_Dados fornecidos_:
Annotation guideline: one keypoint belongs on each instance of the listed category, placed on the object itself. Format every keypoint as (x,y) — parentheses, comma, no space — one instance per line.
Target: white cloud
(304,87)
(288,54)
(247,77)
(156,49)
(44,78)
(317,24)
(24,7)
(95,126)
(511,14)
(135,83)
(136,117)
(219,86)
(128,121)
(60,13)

_Faça isto_:
Quais linhas dos dados contêm a palavra "keypoint"? Retorne cada uma delas na íntegra.

_Resposta escrita_:
Annotation guideline: one keypoint belongs on each instance of the listed category, placed on the object itself. Format every keypoint as (x,y) — parentheses, comma, no space — one instance per line.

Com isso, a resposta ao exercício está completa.